YOUR INSTRUCTIONS:
Render as a numbered list the records below, from the line containing "Target: man's hand" through the end of the records, inclusive. Omit any blank lines.

EXTRACTED MATERIAL:
##########
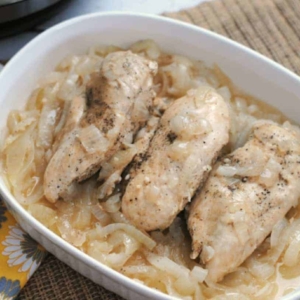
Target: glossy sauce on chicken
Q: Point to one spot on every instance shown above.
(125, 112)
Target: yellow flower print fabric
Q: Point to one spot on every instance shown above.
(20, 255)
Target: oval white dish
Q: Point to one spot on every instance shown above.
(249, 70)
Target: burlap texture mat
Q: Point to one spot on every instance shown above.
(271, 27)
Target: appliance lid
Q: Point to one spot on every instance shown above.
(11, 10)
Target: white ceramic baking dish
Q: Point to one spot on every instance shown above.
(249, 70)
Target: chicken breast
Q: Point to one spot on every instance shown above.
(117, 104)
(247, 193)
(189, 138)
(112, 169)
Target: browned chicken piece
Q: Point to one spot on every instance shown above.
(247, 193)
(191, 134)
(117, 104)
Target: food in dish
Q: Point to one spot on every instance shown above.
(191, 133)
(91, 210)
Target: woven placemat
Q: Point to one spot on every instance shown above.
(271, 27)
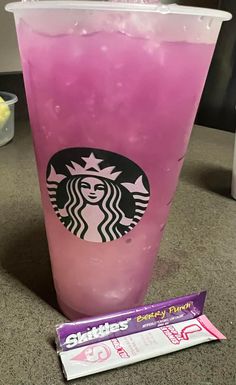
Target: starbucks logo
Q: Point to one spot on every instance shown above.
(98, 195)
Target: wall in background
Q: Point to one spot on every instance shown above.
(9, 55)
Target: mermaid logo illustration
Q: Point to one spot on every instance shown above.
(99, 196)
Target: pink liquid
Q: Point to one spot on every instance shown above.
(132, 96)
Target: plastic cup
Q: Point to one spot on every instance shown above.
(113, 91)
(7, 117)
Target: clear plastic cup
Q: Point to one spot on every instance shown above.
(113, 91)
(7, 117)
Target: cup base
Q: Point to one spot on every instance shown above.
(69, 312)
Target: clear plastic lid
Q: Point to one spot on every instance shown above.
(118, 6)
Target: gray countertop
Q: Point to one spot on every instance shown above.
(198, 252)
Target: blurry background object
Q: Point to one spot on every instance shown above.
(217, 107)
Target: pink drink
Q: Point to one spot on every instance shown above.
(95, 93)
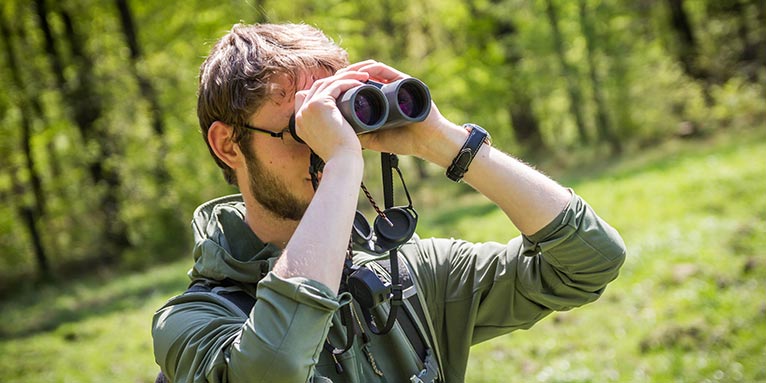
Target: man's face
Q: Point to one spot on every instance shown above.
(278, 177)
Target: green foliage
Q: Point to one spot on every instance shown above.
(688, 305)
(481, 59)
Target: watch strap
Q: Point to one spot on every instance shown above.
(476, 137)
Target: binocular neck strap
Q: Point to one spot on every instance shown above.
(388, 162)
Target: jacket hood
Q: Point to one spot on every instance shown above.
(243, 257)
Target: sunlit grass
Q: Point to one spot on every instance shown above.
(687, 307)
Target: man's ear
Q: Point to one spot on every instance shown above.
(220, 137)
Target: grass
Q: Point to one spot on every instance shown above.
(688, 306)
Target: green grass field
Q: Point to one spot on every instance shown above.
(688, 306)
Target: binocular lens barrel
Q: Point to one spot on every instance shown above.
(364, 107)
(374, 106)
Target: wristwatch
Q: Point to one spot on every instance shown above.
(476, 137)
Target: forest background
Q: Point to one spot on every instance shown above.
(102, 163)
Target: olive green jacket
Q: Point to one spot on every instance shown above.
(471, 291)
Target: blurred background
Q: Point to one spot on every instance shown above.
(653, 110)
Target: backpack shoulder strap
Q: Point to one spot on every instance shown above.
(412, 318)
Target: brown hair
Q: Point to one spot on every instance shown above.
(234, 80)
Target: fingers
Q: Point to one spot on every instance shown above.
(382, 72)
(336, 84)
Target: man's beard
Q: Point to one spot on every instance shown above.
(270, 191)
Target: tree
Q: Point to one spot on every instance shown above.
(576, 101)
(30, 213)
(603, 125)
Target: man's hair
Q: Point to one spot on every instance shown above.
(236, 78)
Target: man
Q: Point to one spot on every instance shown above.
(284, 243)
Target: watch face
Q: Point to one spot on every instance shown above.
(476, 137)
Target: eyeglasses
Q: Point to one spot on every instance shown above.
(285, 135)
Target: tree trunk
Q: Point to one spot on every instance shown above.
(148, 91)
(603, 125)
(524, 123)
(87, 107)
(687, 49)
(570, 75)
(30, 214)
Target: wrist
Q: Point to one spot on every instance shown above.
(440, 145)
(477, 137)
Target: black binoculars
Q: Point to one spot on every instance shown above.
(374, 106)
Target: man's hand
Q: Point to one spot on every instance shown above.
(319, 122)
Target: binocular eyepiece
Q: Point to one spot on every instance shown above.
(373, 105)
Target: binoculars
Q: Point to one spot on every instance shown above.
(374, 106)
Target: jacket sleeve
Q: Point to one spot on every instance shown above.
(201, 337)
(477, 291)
##########
EXERCISE ANSWER:
1. Target: man's hand
2. Q: Point to one spot on every instance shown above.
3. (319, 122)
4. Target: binocular eyepiece
5. Q: Point to one spot on every instance shown above.
6. (373, 105)
7. Target: binoculars
8. Q: Point to one spot on every instance shown above.
9. (374, 106)
10. Target: jacket sleeve
11. Q: Point to one spot on every instance shown above.
12. (201, 337)
13. (477, 291)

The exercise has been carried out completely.